Copy each line from the records below in which the word "blue" is found.

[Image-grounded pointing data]
+---+

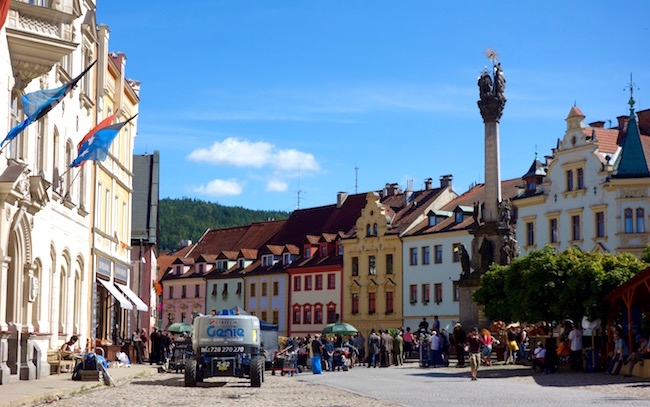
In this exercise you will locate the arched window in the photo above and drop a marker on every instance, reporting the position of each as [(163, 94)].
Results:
[(640, 220), (629, 225)]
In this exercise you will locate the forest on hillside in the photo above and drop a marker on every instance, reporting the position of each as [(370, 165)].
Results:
[(187, 218)]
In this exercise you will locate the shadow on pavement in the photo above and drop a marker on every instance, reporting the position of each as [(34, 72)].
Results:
[(558, 379)]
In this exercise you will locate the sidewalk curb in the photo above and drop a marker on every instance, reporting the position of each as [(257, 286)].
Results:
[(50, 396)]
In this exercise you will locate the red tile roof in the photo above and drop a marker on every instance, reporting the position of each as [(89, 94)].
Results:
[(509, 189)]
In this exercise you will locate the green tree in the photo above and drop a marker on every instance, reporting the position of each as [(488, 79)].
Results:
[(546, 285)]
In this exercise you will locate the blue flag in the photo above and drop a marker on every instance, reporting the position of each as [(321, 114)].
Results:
[(38, 104), (96, 147)]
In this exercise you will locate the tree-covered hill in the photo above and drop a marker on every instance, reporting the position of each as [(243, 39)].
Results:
[(188, 218)]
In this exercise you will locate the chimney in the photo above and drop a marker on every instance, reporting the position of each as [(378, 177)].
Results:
[(445, 181), (643, 118), (408, 193), (340, 199)]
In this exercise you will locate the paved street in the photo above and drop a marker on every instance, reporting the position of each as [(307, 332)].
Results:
[(407, 386)]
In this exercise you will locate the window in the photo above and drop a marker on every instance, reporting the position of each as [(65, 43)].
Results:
[(629, 222), (552, 227), (307, 315), (355, 303), (426, 254), (600, 224), (413, 256), (640, 220), (413, 293), (581, 178), (389, 302), (455, 252), (437, 293), (318, 314), (530, 233), (331, 281), (575, 227), (331, 314), (437, 252)]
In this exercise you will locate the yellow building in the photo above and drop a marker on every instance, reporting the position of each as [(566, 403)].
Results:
[(112, 180), (372, 253)]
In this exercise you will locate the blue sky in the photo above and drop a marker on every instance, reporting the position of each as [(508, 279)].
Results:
[(250, 101)]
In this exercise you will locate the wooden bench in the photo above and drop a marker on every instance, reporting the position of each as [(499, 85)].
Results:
[(55, 359)]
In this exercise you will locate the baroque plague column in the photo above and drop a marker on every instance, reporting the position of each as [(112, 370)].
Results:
[(493, 240)]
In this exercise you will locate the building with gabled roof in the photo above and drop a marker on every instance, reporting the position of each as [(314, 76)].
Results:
[(372, 252), (594, 194), (431, 259)]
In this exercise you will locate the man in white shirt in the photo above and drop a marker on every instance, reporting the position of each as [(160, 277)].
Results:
[(575, 339)]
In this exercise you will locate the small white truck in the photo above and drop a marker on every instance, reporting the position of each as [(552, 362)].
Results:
[(225, 345)]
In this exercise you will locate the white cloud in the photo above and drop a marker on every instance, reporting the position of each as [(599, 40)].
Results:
[(276, 186), (243, 153), (220, 187)]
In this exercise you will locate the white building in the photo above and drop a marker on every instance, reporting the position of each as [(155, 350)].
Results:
[(432, 258), (592, 192), (44, 238)]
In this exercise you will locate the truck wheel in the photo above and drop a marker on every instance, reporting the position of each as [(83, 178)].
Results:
[(190, 373), (257, 372)]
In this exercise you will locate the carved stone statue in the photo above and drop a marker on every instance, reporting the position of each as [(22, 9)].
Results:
[(485, 253), (499, 82), (464, 263)]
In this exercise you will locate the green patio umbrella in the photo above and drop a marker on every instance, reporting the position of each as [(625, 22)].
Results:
[(339, 328), (179, 327)]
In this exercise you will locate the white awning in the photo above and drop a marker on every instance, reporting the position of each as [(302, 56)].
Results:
[(124, 303), (139, 304)]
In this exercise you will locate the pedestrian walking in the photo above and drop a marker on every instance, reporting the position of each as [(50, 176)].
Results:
[(474, 343)]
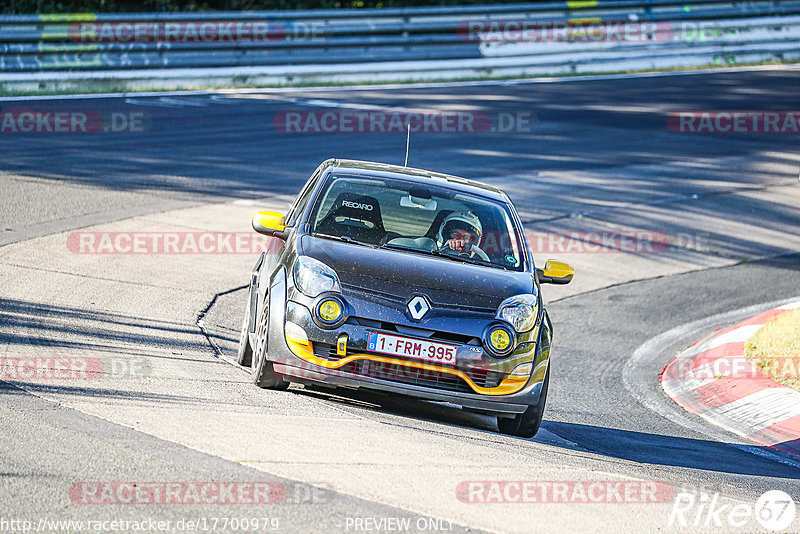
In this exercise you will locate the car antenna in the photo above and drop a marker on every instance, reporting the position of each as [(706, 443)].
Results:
[(408, 140)]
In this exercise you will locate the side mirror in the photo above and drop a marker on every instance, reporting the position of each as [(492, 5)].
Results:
[(555, 272), (269, 223)]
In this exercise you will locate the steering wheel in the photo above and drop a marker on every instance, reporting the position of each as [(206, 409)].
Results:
[(473, 248)]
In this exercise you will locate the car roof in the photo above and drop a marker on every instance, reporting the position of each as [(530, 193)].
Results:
[(421, 176)]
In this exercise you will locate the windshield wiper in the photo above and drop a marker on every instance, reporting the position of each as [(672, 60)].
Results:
[(438, 253), (345, 238)]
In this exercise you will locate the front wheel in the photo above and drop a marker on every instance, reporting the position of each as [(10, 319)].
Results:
[(244, 355), (527, 423), (261, 369)]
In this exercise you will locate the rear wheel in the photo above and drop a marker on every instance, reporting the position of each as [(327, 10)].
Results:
[(261, 368), (526, 424)]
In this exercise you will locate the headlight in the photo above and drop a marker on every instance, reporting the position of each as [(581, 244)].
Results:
[(313, 277), (521, 311)]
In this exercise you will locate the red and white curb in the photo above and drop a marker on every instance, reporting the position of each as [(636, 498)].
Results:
[(712, 379)]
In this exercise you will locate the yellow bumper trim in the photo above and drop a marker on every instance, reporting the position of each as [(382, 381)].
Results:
[(304, 350)]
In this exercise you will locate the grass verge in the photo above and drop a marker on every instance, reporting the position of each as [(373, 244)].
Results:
[(775, 349)]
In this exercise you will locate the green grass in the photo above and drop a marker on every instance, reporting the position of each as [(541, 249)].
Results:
[(775, 349)]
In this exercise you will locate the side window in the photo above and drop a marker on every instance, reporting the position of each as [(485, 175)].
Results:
[(302, 199)]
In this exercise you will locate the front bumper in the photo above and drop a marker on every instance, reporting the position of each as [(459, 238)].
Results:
[(477, 382)]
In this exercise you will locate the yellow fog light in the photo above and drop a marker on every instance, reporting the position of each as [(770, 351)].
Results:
[(522, 371), (499, 339), (330, 311)]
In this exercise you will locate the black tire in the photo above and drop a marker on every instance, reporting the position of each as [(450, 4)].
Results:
[(526, 424), (244, 356), (261, 369)]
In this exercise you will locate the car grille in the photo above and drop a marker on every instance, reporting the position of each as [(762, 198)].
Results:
[(410, 375)]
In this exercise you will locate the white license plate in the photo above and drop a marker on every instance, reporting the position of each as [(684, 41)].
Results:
[(412, 348)]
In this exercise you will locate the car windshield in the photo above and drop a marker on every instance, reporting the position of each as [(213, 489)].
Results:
[(420, 218)]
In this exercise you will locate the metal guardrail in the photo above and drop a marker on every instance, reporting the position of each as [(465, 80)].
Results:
[(258, 47)]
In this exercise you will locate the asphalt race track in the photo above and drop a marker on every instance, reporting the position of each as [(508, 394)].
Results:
[(579, 156)]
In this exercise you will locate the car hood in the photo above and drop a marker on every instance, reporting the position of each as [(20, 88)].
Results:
[(403, 274)]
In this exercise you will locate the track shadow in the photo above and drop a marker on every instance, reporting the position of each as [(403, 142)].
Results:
[(639, 447)]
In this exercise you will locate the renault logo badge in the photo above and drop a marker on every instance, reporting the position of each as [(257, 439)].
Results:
[(418, 307)]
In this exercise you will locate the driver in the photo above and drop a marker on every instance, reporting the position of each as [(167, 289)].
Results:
[(460, 233)]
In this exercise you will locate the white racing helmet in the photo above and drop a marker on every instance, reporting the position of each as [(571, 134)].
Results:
[(462, 219)]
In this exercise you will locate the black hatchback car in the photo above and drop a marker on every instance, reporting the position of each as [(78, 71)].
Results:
[(406, 281)]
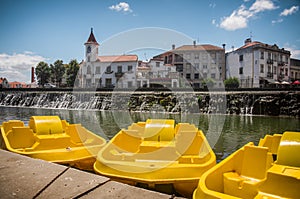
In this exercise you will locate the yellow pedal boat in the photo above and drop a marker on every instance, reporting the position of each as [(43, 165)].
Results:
[(157, 155), (52, 139), (268, 171)]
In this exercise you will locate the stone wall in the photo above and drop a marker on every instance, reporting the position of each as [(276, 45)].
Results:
[(256, 103)]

+---+

Result of this task —
In this exercise you will locate the blue flag in the photo above and drop a marker on every instance, reporting the position of each as [(321, 114)].
In this exercise you will locate the blue sky in the photo above and drop a marker on every instance, reporting the position of each as [(508, 279)].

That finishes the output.